Aim of the task — In the material below, recast the lines from the line with "Task: find the chair" through the line with "Task: find the dental handpiece", both ends included, as a JSON list of strings with one string per line and blank lines left out. Include only those lines.

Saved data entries
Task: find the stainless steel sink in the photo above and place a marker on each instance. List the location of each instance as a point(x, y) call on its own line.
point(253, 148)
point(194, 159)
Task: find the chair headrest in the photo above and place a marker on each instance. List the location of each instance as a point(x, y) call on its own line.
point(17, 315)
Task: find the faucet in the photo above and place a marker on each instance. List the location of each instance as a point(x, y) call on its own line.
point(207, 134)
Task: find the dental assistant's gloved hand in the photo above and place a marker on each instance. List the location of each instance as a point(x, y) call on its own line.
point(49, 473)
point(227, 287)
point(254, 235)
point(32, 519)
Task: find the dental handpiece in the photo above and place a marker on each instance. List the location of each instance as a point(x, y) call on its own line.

* * *

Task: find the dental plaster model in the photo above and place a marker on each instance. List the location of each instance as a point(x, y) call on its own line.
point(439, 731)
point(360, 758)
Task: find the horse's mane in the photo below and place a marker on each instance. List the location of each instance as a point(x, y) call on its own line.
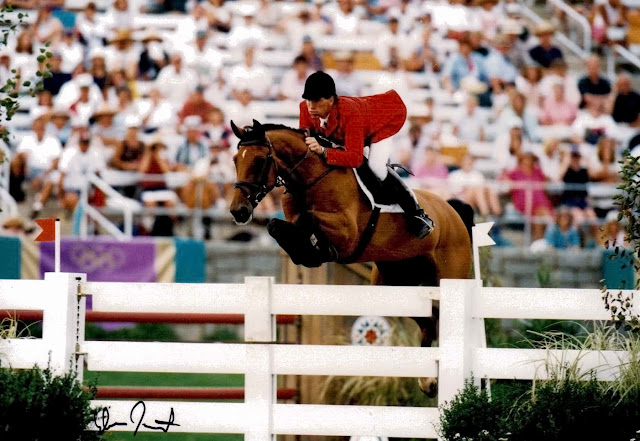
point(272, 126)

Solution to this problem —
[
  "Task: find the chair headrest in the photo above and place a marker on each instance. List the location of each instance as a point(x, y) call on its own line.",
  "point(17, 315)",
  "Task: find the faucet in the photo above and place a marker on each instance. List the location of each instance as a point(x, y) call on its own line.",
  "point(207, 134)",
  "Task: find the dental assistant's gloved hand in the photo above and place a marker on each instance. List the location of each instance as a point(x, y) call on its own line.",
  "point(49, 473)",
  "point(227, 287)",
  "point(254, 235)",
  "point(32, 519)",
  "Task: find the dental handpiece in the photo above and place a marker on each instance. List the location of each instance as a point(x, y) call on its own line."
]